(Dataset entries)
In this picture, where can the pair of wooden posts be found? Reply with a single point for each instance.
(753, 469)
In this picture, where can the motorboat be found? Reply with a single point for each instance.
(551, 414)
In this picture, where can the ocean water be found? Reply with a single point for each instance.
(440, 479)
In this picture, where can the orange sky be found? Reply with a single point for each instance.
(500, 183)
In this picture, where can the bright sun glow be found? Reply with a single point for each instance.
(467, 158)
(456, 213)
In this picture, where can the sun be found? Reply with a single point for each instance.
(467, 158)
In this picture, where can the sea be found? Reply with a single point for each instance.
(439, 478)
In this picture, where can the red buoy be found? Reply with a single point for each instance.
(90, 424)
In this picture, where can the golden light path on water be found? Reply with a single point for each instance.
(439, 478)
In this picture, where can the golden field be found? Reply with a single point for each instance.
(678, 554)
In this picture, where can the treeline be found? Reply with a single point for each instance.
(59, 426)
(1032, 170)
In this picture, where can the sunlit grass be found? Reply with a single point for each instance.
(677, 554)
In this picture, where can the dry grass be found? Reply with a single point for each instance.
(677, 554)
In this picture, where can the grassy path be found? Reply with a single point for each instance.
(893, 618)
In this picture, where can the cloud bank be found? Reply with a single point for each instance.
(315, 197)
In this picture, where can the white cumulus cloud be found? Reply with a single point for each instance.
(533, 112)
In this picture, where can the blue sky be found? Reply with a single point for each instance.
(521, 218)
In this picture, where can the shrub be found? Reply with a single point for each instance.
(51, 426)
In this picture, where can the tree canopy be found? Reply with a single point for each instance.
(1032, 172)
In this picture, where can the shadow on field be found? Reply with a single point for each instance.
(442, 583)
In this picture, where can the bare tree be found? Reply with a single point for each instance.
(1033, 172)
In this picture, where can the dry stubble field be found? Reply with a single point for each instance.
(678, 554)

» **Task brief**
Would you transcribe every entry exactly, leaving nothing out?

» **Output of the exercise**
In this picture, where can the pair of wooden posts be found? Reply with a single point for each instance.
(753, 469)
In this picture, where can the motorboat be found? Reply with a single point for each instance.
(551, 414)
In this picture, where can the ocean water be found? Reply with a single point for each instance.
(440, 479)
In this picture, where can the orange sky be found? Reply with a single point for each instance.
(500, 183)
In this picture, where can the bright sun glow be found? Reply with a single point for each instance.
(467, 158)
(456, 213)
In this picture, where can the sun be found? Reply with a single point for each instance.
(467, 158)
In this picture, where can the sea be found? Reply with a single point for each instance.
(439, 478)
In this picture, where can the red buoy be found? Reply with a single point for each instance.
(90, 424)
In this picture, where can the golden light path on water be found? Reply with a single point for each instance.
(439, 478)
In this picture, where can the golden field be found? Reply with a single point for each instance.
(678, 554)
In this picture, where can the treeline be found? Reply with a single point for each instance.
(59, 426)
(1032, 170)
In this picture, where can the sunlit grass be found? Reply with a single point for each instance.
(677, 554)
In this picture, where can the dry grass be found? Reply with a single point for each instance.
(677, 554)
In this picture, where can the grassy path be found? Reply with a single point for each instance.
(893, 618)
In this picture, where can the cloud bank be found? Reply with a single point for each instance.
(315, 197)
In this picture, where can the white cumulus cloud be found? Reply with a single point for each instance.
(533, 112)
In this picture, where can the blue sky be found? Reply with a single point for each instance.
(521, 218)
In this picture, where can the shrub be found? Reply with a single point for each instance.
(51, 426)
In this picture, where can the tree canopy be found? Reply with a single point for each instance.
(1032, 172)
In this picture, where can the shadow on field be found? Reply with a single point for each instance.
(442, 583)
In this picture, where can the bare tree be found? Reply with a single point for each instance.
(1033, 172)
In this picture, where can the dry stubble field be found? Reply with a single point for each instance.
(678, 554)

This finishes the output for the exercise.